> _What the task asks_: Update the rows running from the line that contains "the white hockey sock" down to the line that contains "x=283 y=198", both ends included, by replacing "hockey puck" with "black puck" and leaving everything else unchanged. Give back only those rows, and leave the pictures out of your answer.

> _Records_:
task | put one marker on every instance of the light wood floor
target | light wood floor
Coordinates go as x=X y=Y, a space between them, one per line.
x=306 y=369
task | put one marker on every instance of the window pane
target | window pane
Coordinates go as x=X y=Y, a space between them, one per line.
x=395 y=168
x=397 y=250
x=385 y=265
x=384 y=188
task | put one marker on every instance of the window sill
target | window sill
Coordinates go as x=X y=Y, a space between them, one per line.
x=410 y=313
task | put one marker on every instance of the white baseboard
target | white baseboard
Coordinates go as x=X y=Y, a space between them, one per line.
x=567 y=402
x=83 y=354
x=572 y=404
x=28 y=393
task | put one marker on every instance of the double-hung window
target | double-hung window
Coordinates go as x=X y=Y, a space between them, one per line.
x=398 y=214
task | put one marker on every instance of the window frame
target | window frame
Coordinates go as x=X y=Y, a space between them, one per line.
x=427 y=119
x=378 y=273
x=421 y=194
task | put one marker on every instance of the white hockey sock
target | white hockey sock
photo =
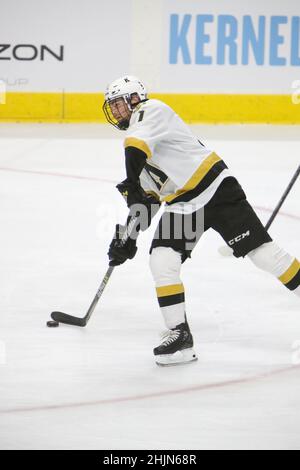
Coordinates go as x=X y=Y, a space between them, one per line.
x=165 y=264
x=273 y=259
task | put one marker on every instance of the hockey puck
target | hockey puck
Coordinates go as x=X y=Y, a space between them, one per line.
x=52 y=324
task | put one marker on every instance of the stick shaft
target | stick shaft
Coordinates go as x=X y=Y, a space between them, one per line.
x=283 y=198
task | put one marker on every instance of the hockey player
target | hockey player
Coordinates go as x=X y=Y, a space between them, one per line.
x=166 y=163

* * *

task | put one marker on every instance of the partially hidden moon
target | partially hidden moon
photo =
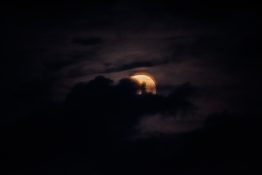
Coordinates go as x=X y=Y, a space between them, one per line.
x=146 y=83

> _Answer to this problem_:
task | put one marker on every instance of the white hockey sock
target | white hockey sock
photo =
Coordinates go as x=X y=Y, a space between them, one per line.
x=165 y=264
x=273 y=259
task | put one marker on every instance of the black puck
target | black puck
Coordinates go as x=X y=Y, a space between them, one per line.
x=52 y=324
task | put one marker on every instance of the stick shaft
target | stick shaft
Coordinates go as x=X y=Y, a space between them, one per line.
x=283 y=198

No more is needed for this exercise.